*** INPUT RECORDS ***

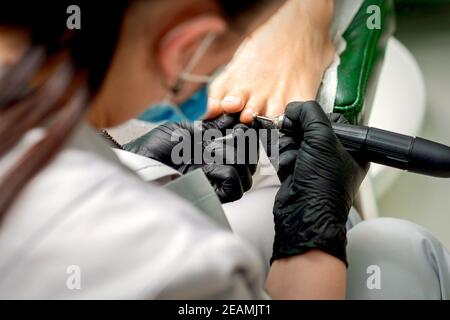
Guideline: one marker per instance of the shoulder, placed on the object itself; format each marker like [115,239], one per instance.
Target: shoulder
[126,238]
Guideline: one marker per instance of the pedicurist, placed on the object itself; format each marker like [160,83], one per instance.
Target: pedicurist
[76,224]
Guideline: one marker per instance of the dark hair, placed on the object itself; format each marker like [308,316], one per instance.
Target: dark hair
[59,99]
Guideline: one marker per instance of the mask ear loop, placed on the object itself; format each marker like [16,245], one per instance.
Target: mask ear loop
[187,76]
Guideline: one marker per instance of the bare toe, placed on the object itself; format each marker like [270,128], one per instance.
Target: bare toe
[255,106]
[235,101]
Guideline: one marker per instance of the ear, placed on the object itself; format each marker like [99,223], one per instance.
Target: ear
[177,47]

***

** TASK DESCRIPTION **
Transcribe all the data word for word; the images stay out.

** RESPONSE TO THIS EXERCISE **
Guideline: one marker per instance of the shoulder, placed on the object itself; format each marker like [115,239], one per instance.
Target: shoulder
[126,238]
Guideline: one marker per instance of the pedicurist, placed on the object itself; format each marker like [160,83], one per instance.
Target: pedicurist
[76,224]
Guideline: one marker per instance of the dark hair, placed on the object itself; format each marker like [308,316], one per instance.
Target: dark hair
[59,99]
Guideline: one marker per instance of the mask ear loop, placed on the object itself; format each marker like [16,245], one per instance.
Target: mask ear loop
[187,76]
Guideline: one marker per instance of the bare toe, placed on the object itself; format each marker like [270,128], one per instance.
Target: bare toe
[255,106]
[235,101]
Guideline: one marker per instance of the ear, placed on the object itself; format each marker like [99,223], one per instance.
Target: ear
[177,47]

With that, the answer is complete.